Wie bereits erwähnt, diente der Fernhandel hauptsächlich dazu, erstens große Städte wie Karthargo, Alexandria, Ephesos oder Antiochia – und natürlich Rom –, zweitens die Grundbesitzer auf ihren Domänen und drittens Gebiete, in denen viel Militär stand, aber wenig Landwirtschaft betrieben wurde, zu versorgen. Besonders erstere und letztere hatten nun einmal naturgemäß an sich, dass sie wenig Nahrungsmittel produzierten, dafür viele Produkte, die auf dem Land nicht hergestellt wurden.
Die Schiffe, die die Römer für ihre Getreideversorgung nutzten, waren so gigantisch wie erst wieder die Handelsschiffe des 15. Jahrhunderts. Bis zum Beginn der industriellen Revolution war das Handelsaufkommen in und um Rom im gesamten Mittelmeerraum unübertroffen. Ein eindrucksvolles Zeichen dafür ist der Scherbenhaufen, der Müllberg der Stadt, der schon bald landschaftsgestaltende Formen annahm und Monte Testaccio genannt wurde. Der zwischen der Herrschaft des Kaisers Augustus (30 v. – 14 n. Chr.) und dem Jahr 255 benutzte Hügel besteht aus mehr als 50 Millionen Amphoren! Dass es sich nicht nur um Luxusgüter handelte, wird dabei klar: Es waren auch Fertigprodukte, so sind mehr als drei Viertel der Amphoren solche, die Öl aus Spanien transportierten. Und der Konsum der Hauptstadt ging ja weit über die staatlichen Lebensmittelverteilungen und damit den offiziellen Handel hinaus. Es wird vermutet, dass reiche Aristokraten aus Italien oder den eroberten Provinzen die Erzeugnisse ihrer Landgüter auf eigene Kosten nach Rom bringen ließen und sie dort zur Versorgung ihrer selbst und der Familie, aber auch zur Ausrichtung der luxuriösen Gastmähler und zur Verteilung an ihre Klienten nutzten. Nur der verbleibende Rest sei auf den Markt gekommen. Das einzige Problem an der These ist, dass es nicht mehr ist als eine These. In dem Maße, wie sich die Provinzen urbanisierten, romanisierten und somit auch emanzipierten, wurden sie immer mehr in den Handel mit einbezogen. Der Kleinhandel kann hier nicht wirklich behandelt werden, da er weder große archäologische Zeugnisse noch schriftlich zu fixierende Daten oder Beschreibungen mit sich brachte.

Ziele:
1. Entscheide für jede Aussage mit Ja oder Nein, ob sie mit dem Text über den römischen Fernhandel übereinstimmt, und zitiere die ausschlaggebende Textstelle wörtlich. (a) Der Monte Testaccio besteht aus mehr als 50 Millionen Amphoren. (b) Die meisten Amphoren des Monte Testaccio dienten dem Transport von Wein aus Gallien. (c) Der Kleinhandel wird im Text ausführlich dargestellt.
2. Führe alle Städte auf, die der Text über den römischen Fernhandel als Beispiele für große Städte nennt, die der Fernhandel versorgte.

Bereitgestellte Daten:
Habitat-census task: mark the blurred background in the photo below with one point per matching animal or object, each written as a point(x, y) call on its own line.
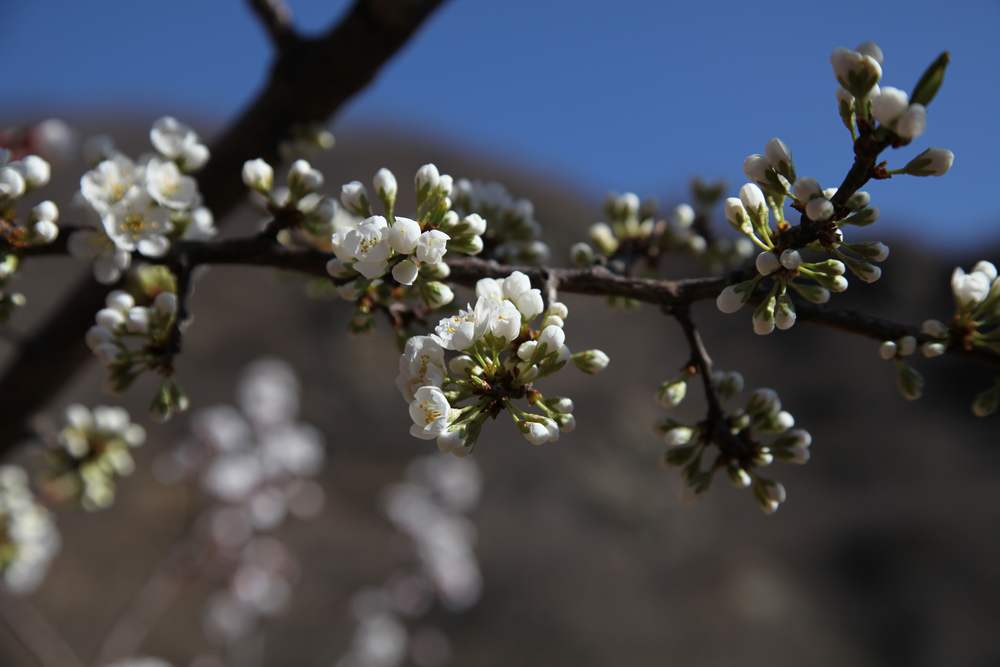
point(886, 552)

--

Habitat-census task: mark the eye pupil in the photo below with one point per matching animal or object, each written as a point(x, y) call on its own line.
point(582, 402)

Lösungen:
1.
(a) Ja: „besteht aus mehr als 50 Millionen Amphoren“
(b) Nein: „so sind mehr als drei Viertel der Amphoren solche, die Öl aus Spanien transportierten“
(c) Nein: „Der Kleinhandel kann hier nicht wirklich behandelt werden“

2. Karthargo, Alexandria, Ephesos, Antiochia, Rom